→ Problem to work on:
Search the records below for the word "tree". Copy each line where it occurs.

Point localization data:
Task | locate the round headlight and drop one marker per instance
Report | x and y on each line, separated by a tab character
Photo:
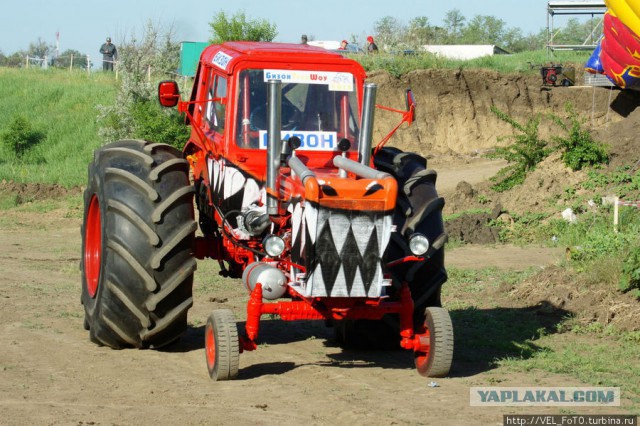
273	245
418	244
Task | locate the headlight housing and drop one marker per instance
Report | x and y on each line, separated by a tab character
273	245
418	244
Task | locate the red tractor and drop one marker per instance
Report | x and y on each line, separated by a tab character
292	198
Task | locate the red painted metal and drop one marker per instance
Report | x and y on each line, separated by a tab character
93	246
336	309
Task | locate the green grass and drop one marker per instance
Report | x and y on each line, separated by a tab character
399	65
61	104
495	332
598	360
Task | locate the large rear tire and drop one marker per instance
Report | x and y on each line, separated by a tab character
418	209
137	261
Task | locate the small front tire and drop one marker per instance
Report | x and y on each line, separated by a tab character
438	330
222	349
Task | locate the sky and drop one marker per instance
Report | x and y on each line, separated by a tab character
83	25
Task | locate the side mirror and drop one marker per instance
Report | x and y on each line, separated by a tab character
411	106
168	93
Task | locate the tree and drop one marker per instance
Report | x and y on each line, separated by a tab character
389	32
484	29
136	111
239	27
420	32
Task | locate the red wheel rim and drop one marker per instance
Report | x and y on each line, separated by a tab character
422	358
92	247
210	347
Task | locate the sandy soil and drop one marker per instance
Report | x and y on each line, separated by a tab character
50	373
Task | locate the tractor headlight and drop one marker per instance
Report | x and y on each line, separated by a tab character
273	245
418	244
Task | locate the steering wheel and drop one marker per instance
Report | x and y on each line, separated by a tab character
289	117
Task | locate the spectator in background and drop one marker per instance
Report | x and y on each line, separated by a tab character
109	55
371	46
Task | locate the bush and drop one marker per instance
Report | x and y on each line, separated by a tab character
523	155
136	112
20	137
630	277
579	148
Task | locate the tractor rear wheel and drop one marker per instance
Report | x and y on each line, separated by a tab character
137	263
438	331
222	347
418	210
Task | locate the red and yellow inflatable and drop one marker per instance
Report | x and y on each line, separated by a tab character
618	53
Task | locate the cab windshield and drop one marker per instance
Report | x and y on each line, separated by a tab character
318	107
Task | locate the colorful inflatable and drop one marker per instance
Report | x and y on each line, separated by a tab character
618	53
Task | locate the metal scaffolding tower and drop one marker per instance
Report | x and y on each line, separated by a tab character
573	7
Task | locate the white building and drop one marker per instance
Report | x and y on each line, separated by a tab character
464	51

* * *

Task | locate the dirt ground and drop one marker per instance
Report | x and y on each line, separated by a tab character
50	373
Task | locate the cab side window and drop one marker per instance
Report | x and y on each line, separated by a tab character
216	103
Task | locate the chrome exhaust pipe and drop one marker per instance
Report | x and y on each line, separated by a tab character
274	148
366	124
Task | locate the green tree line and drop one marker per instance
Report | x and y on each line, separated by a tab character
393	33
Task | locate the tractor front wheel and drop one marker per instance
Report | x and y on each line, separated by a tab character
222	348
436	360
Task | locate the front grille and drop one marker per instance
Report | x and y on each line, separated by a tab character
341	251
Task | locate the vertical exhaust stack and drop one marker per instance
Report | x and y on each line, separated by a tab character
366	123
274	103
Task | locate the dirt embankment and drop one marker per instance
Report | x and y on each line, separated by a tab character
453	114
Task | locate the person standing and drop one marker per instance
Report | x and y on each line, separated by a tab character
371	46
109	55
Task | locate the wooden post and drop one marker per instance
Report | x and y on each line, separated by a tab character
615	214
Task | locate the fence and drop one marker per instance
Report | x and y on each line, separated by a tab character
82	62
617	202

→ Response:
Task | locate the tree and drop one marker per instance
Task | locate the green tree line and drop one marker per instance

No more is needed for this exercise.